Excerpted text
┄┄┄┄┄┄

Though the process is in the early stages, a group within the Delaware State Bar Association's Corporation Law Section has released a proposed piece of legislation that would establish a legal basis for using the technology for this purpose. Specifically, it would amend the state's General Corporation Law to account for blockchain use.

The move comes less than a year after Delaware's government, led by the now-former Delaware Governor Jack Markell, unveiled a new project focused on blockchain applications for corporate record-keeping.

The Delaware Blockchain Initiative is backed in part by smart contract startup Symbiont, and those involved have eyed 2017 as the year in which Delaware-based firms may begin to use the tech to retain corporate records.

The proposed bill states:

"Amendments to Sections 219, 224 and 232 and related provisions are intended to provide specific statutory authority for Delaware corporations to use networks of electronic databases (examples of which are described currently as 'distributed ledgers' or a 'blockchain') for the creation and maintenance of corporate records, including the corporation’s stock ledger."

┄┄┄┄┄┄

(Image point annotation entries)
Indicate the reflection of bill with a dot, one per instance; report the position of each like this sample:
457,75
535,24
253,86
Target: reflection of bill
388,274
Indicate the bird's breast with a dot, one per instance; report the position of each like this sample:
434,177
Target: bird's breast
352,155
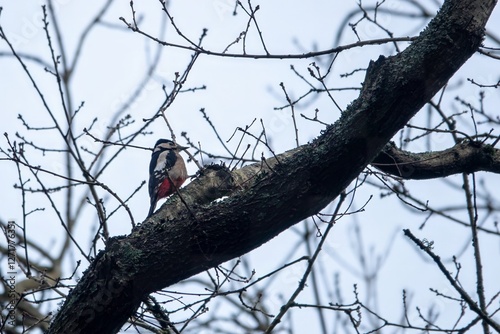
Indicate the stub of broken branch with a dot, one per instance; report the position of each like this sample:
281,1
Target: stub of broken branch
465,157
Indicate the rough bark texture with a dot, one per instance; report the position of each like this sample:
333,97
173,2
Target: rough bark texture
465,157
173,246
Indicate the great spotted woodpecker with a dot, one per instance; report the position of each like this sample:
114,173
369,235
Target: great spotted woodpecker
167,171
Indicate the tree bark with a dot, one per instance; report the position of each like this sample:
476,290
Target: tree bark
465,157
265,199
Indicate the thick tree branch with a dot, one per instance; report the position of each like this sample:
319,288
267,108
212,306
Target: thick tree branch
179,242
465,157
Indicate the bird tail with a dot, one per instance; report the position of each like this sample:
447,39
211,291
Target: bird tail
151,208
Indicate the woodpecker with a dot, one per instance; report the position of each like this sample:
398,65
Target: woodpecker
167,171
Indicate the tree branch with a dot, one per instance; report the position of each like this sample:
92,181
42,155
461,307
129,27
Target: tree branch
465,157
266,199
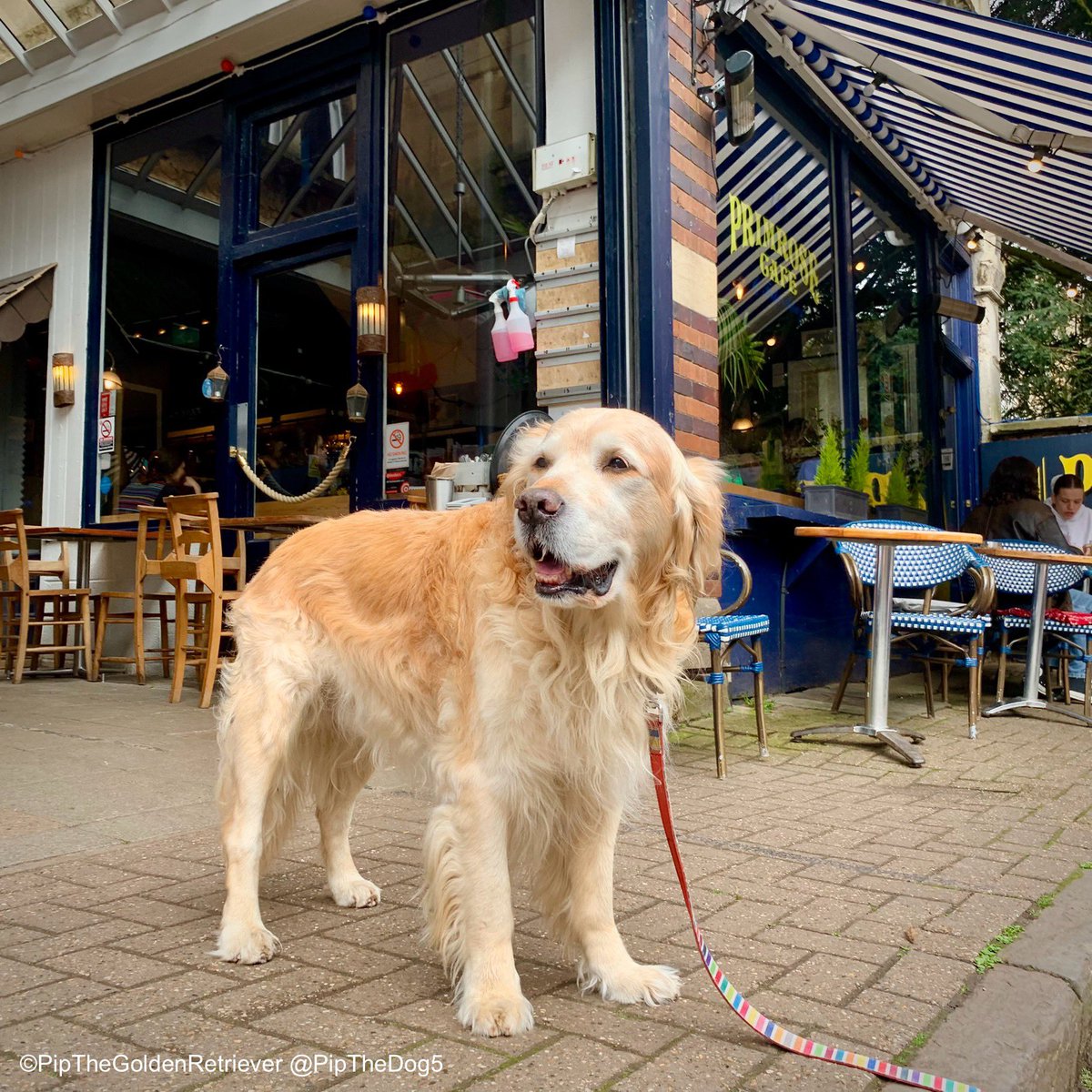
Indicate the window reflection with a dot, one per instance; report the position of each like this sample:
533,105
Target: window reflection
461,120
307,161
161,307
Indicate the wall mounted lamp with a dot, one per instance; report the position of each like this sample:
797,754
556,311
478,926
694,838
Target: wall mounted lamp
371,320
64,379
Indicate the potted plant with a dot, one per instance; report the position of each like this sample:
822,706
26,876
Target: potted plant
828,494
899,502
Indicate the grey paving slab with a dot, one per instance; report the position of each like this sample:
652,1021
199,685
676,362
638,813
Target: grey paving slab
846,894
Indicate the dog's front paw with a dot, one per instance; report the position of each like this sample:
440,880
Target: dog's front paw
643,983
496,1014
246,944
356,893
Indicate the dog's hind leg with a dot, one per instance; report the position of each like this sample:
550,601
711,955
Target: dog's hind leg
257,726
336,791
468,906
585,917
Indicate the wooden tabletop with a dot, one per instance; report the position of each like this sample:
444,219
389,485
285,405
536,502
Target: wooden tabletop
1032,555
898,536
102,534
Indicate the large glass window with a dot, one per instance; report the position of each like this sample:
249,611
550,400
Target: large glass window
885,303
159,319
307,161
460,205
305,343
776,330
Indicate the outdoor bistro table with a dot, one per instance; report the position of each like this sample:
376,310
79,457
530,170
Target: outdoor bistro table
885,540
1035,652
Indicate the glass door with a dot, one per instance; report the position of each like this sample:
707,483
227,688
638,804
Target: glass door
305,353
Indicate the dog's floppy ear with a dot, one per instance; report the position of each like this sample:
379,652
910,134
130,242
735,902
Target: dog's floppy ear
699,529
523,453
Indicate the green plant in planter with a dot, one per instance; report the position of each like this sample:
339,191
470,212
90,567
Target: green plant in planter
856,475
831,470
898,486
773,473
738,353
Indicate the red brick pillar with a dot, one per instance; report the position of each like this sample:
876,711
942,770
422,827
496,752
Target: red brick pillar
693,248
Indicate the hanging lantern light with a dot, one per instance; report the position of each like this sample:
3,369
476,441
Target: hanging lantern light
112,381
214,386
356,399
371,319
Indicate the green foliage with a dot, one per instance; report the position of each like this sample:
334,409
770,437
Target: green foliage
831,470
856,475
1046,342
1063,16
988,956
898,486
773,474
738,352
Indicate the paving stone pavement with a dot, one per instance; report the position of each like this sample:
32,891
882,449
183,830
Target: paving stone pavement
845,894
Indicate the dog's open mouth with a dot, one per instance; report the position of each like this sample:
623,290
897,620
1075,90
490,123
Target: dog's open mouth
552,577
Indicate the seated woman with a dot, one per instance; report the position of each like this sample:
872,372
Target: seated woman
1011,508
1067,500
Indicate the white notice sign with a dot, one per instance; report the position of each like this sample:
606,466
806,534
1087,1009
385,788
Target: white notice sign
397,448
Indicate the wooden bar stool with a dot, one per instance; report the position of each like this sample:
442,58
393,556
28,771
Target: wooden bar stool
150,555
27,609
196,566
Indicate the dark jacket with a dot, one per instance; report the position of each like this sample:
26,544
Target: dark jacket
1031,521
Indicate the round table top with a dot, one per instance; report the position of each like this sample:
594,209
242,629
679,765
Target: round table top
898,536
1057,557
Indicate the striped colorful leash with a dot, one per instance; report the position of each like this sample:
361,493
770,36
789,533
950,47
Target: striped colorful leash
767,1027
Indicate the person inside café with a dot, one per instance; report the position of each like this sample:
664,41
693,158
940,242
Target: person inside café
164,474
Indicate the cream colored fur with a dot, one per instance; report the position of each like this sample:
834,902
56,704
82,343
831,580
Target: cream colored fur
420,638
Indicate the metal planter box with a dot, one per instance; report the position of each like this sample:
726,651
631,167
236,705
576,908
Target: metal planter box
835,500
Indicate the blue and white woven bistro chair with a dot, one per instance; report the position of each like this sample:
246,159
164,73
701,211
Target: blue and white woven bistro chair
1066,642
724,632
929,631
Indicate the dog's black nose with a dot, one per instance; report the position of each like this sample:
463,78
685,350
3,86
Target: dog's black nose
538,506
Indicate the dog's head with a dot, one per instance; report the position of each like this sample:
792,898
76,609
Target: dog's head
605,503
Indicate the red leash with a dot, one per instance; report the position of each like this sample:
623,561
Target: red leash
767,1027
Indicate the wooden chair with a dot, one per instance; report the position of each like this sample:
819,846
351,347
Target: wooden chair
26,609
933,632
722,632
132,612
197,567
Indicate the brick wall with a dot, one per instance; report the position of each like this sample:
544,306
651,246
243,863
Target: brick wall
693,249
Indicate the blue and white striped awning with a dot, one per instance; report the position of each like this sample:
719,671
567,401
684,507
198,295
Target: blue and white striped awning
778,178
970,98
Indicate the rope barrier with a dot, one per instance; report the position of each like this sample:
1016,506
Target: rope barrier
240,458
767,1027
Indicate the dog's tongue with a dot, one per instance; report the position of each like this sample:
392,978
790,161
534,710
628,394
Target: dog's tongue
551,571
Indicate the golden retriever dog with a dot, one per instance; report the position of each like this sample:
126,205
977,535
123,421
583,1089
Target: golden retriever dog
507,651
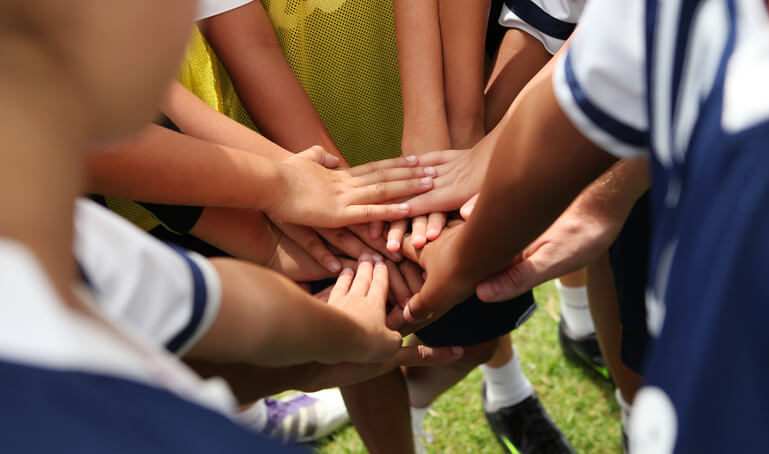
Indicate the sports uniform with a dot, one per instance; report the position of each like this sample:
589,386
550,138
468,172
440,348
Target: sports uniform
344,54
168,294
686,81
551,22
73,384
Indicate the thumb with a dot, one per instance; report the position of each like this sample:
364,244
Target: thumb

┄┄┄┄┄┄

Problems and tasks
1: Which section numbers does the proposed bill in the passage on Delaware's blockchain legislation name for amendment? List them all.
2: Check each statement against the passage on Delaware's blockchain legislation. Mark each yes or no, and quote the words that decide it.
(a) The proposed legislation would change the state's General Corporation Law.
(b) The Delaware blockchain project was unveiled more than a year before the bill was released.
(c) Symbiont is a smart contract startup.
3: Carry on the passage on Delaware's blockchain legislation from where it stops.

Solved problems
1: 219, 224, 232

2:
(a) Yes: "it would amend the state's General Corporation Law to account for blockchain use."
(b) No: "The move comes less than a year after Delaware's government, led by the now-former Delaware Governor Jack Markell, unveiled a new project focused on blockchain applications for corporate record-keeping."
(c) Yes: "backed in part by smart contract startup Symbiont"

3:
The proposed legislation isn’t a done deal, however.

According to law firm Richards, Layton and Finger, which published details of the proposal, the bill is subject to further approval by the Corporation Law Section. Then, it would need to be formally introduced in the Delaware General Assembly (the state's legislature), where it could potentially undergo further changes. But if passed in largely existing form, the new rules would come into affect in August of this year.

That the state would move to experiment with the tech in the area of corporate record-keeping is perhaps unsurprising.

Delaware is a popular site for companies to base their headquarters, accounting for more than half of all Fortune 500 companies according to the state's Economic Development Office.

Image via Shutterstock

This article has been updated.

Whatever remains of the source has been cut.